(Coordinate labeling data)
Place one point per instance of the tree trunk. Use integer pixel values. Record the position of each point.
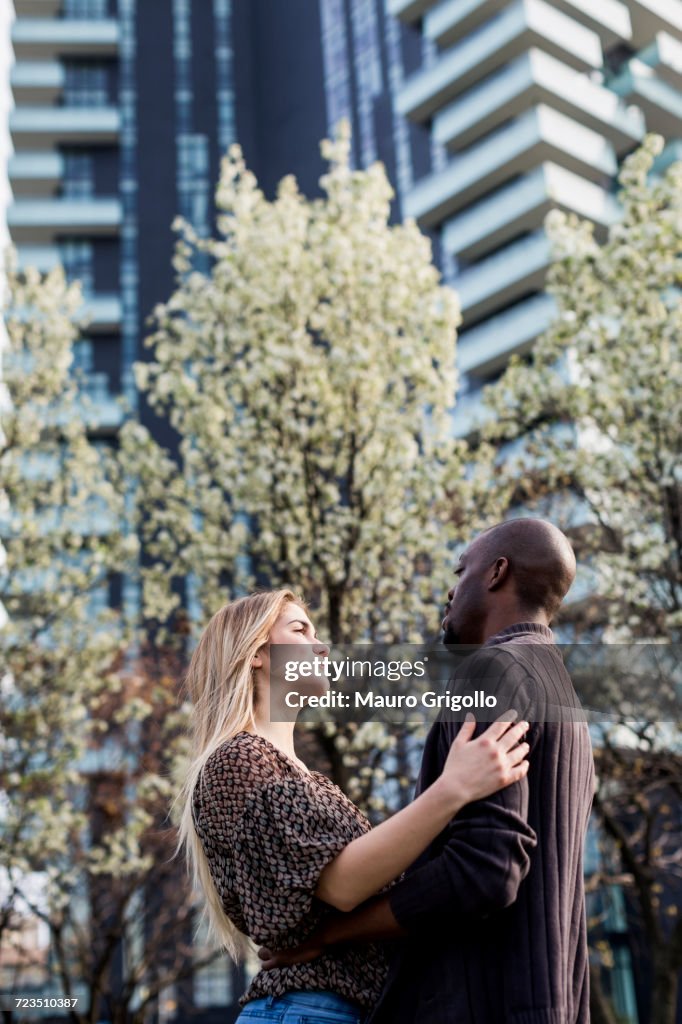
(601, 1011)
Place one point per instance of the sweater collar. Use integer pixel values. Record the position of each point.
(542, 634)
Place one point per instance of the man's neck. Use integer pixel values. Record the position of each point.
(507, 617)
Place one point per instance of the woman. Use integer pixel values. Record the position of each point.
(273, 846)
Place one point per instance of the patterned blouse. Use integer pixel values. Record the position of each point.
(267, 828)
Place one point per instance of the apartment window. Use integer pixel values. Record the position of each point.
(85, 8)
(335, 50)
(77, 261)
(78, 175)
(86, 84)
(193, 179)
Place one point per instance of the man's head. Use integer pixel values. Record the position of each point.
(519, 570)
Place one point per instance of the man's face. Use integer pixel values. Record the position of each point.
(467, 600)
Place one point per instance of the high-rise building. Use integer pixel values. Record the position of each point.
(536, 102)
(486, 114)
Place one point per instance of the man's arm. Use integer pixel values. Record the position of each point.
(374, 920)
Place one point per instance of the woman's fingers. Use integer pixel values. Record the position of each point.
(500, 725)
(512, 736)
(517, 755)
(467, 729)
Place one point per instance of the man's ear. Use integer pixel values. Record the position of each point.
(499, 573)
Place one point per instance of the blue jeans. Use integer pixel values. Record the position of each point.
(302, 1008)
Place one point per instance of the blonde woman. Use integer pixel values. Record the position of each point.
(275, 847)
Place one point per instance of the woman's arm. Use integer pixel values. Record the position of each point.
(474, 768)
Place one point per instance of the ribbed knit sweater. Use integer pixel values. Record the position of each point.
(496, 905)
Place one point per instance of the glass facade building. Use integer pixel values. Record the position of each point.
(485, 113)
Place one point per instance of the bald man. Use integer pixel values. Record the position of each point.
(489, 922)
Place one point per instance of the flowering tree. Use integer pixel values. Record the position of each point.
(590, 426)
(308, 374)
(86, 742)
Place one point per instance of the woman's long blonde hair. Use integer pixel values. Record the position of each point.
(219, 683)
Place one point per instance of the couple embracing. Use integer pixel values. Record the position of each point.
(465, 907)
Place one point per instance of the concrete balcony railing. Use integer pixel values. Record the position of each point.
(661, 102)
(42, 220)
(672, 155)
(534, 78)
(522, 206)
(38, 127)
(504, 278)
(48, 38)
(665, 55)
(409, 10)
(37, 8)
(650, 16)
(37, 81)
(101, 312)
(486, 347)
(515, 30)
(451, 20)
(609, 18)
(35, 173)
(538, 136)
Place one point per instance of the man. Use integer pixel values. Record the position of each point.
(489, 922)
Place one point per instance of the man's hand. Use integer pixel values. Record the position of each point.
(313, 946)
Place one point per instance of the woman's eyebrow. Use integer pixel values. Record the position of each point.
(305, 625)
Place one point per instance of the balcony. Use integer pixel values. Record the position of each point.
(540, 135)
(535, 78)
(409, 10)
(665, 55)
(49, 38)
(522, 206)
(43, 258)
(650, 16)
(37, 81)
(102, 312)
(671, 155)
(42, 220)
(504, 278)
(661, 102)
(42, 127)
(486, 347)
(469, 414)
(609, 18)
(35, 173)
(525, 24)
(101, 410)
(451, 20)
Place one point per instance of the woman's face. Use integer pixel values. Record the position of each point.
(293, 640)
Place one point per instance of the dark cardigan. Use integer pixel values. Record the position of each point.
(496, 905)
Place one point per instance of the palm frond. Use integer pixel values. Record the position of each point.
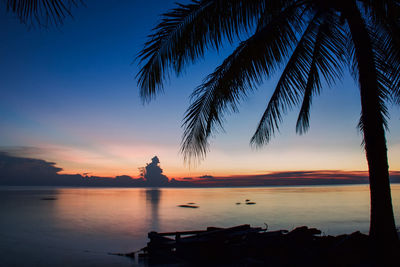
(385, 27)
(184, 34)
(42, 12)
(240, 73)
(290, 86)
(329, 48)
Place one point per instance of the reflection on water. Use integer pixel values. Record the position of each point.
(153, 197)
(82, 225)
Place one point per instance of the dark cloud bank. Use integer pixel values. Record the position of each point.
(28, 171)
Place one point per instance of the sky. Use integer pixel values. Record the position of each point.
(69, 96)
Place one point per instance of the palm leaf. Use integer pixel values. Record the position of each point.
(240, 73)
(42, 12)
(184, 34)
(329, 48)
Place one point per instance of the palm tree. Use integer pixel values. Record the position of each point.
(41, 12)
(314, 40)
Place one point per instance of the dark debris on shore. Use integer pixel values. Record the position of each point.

WHAT TO PRODUCE. Which lines run from the one containing "Place one point per instance of the dark cloud" to the end of the entries above? Quote exactly those, and only those.

TASK ANSWER.
Place one point per instance of the dark cloud bank. Use integer pixel values. Record the position of each point.
(28, 171)
Place one point per instance of the sky. Use integer pixel values. Record the position of each point.
(69, 96)
Place one point per instance of the palm leaf. Use integer pixel values. Record the position of each point.
(240, 73)
(42, 12)
(184, 34)
(329, 48)
Place one point per instance of the palm tree. Use integer pixel values. Record the position of each point.
(41, 12)
(314, 40)
Place one point per instance of the dark debris on shore. Use integer pixel values. Record the position of each point.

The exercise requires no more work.